TASK 1. From the Unicode normalization post, repeat everything from "Re: Unicode Normalisaton" down to "which uses them." word for word.
TASK 2. In the Unicode normalization post, problem combinations in which languages does Peter Kirk base his opinion on?

Re: Unicode Normalisaton Optimisation Experiments

From: Peter Kirk (peterkirk@qaya.org)
Date: Fri Sep 26 2003 - 07:37:47 EDT

  • Next message: Peter Kirk: "Re: Fun with proof by analogy, was Re: Mojibake on my Web pages"

    On 26/09/2003 10:52, jon@spin.ie wrote:

    > ...
    >
    >If there is a problem with this then it goes deeper than just NFC, but to the rules of how combining characters can or cannot be reordered, and the meaning that the resulting strings have. If there is a problem with that then the problem lies with those rules, rather than NFC which uses them.
    >
    >
    >
    Actually, in my opinion based on experience with problem combinations in
    Hebrew and Arabic, the problem is not so much with the reordering rules
    as with the way that some canonical decompositions and combining classes
    have been inappropriately defined, and with the stability policy which
    decrees that even the most obvious mistakes cannot be corrected.

DATA EXTRACT.
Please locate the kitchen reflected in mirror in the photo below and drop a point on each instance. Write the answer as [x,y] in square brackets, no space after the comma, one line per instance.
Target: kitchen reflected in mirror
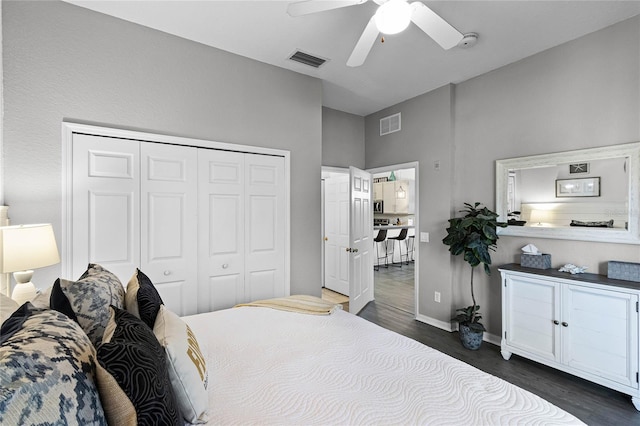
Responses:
[572,195]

COMPLETE OUTPUT 1.
Re: Unicode Normalisaton Optimisation Experiments

From: Peter Kirk (peterkirk@qaya.org)
Date: Fri Sep 26 2003 - 07:37:47 EDT

  • Next message: Peter Kirk: "Re: Fun with proof by analogy, was Re: Mojibake on my Web pages"

    On 26/09/2003 10:52, jon@spin.ie wrote:

    > ...
    >
    >If there is a problem with this then it goes deeper than just NFC, but to the rules of how combining characters can or cannot be reordered, and the meaning that the resulting strings have. If there is a problem with that then the problem lies with those rules, rather than NFC which uses them.

COMPLETE OUTPUT 2. Hebrew and Arabic.